» Work to complete
Could you retype all of the data below word for word, leaving out the pictures?

━━ Input for this task

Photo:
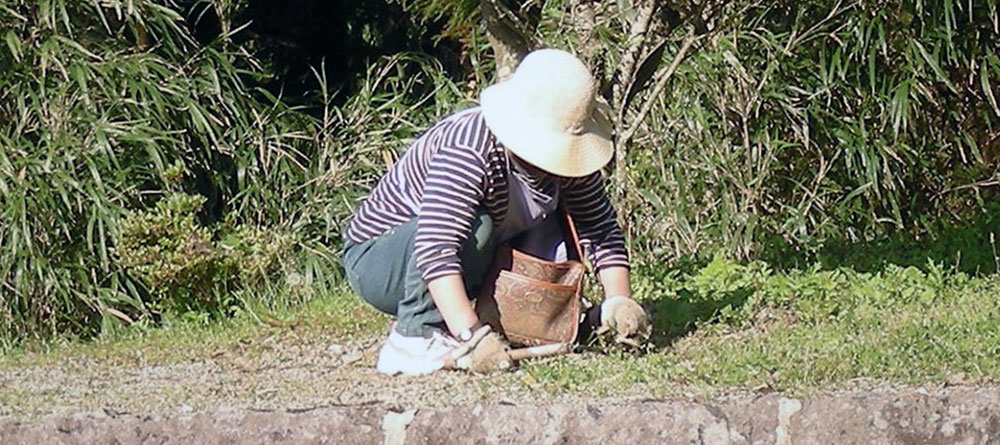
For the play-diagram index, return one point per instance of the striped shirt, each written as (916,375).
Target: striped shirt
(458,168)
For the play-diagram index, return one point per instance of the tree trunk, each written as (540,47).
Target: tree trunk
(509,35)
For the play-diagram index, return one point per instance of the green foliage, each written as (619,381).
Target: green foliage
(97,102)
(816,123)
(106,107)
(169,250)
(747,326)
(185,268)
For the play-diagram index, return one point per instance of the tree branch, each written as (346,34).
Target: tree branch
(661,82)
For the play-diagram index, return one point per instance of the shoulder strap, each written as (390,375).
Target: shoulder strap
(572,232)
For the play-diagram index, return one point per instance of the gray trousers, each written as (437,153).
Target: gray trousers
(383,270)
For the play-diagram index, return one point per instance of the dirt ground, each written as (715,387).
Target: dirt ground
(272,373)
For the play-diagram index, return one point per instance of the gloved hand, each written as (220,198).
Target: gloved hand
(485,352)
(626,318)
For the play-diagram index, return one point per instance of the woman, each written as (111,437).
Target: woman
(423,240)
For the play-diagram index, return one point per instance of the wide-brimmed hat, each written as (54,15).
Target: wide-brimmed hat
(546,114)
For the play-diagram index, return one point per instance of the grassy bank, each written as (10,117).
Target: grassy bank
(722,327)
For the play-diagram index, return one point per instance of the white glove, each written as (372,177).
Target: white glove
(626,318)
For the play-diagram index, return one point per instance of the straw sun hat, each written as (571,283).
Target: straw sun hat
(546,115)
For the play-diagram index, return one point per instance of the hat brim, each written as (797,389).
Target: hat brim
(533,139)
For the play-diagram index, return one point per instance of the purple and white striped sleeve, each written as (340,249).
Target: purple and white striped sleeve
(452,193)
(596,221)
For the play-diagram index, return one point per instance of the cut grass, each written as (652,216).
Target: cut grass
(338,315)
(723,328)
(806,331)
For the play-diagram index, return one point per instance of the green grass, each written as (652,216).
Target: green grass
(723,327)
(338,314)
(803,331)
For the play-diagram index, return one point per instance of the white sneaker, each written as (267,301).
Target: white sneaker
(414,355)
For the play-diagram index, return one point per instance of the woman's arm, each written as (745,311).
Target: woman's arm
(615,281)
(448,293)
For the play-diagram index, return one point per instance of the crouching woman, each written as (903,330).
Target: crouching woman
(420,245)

━━━━

» Answer below
Photo:
For the play-diagram index, return one point per instance of the striped shirt, each written as (916,375).
Target: striped shirt
(458,168)
For the play-diagram index, return one point per instance of the tree trunk, each written as (540,47).
Target: tree trunk
(509,35)
For the play-diagram index, return one point per instance of the green foliage, each written as (619,381).
Target: green foliage
(97,102)
(816,123)
(106,107)
(169,250)
(747,326)
(185,268)
For the play-diagram index, return one point per instance of the tree branch, each written as (346,34).
Target: tree branch
(661,82)
For the play-diagram index, return one point per instance of the shoulder strap, each written as (390,375).
Target: shoulder strap
(572,232)
For the play-diagram index, return one point per instance of the gray trousers, each written as (437,153).
Target: gray trousers
(383,270)
For the play-diagram index, return one point per instance of the dirt ground, each written as (715,387).
Target: dirt ground
(272,373)
For the play-diagram index, return one point per instance of the gloved hand, each written as (220,198).
Target: gloved hand
(485,352)
(626,318)
For the play-diagram index, return one point per instance of the woman, each written as (111,437).
Target: woman
(423,240)
For the play-diagram index, return one point per instance of the wide-brimmed hat, each written as (54,15).
Target: wide-brimmed hat
(546,114)
For the play-diagram index, return one point per instance of the grassy bank, each written as (10,117).
Target: grassy bank
(722,327)
For the play-diagram index, return one point per instance of the white glove, each written as (372,177).
Target: white glove
(626,318)
For the play-diagram index, return one point per instance of the straw sun hat, each written as (571,283).
Target: straw sun hat
(546,115)
For the play-diagram index, return one point per instance of the hat brim, each written as (797,389).
Target: hat brim
(533,139)
For the play-diagram index, return one point per instance of the purple and white striped sleeve, each written as (340,249).
Target: purple and white striped sleeve
(452,193)
(596,221)
For the play-diagram index, return one point per instance of the cut grass, each written as (652,216).
Target: cut grass
(338,315)
(723,328)
(806,331)
For the play-diagram index, return one point per instance of the green grass, each written as (652,216).
Target: green grass
(723,327)
(338,314)
(803,331)
For the play-diagram index, return one point per instance of the white sneaker, each written as (267,301).
Target: white sneaker
(414,355)
For the play-diagram index, return one point per instance of the woman's arm, each written as (745,311).
Target: woman's arm
(615,281)
(448,293)
For the play-diagram index, return one point per instance of the crouching woman, each written as (903,330).
Target: crouching woman
(420,245)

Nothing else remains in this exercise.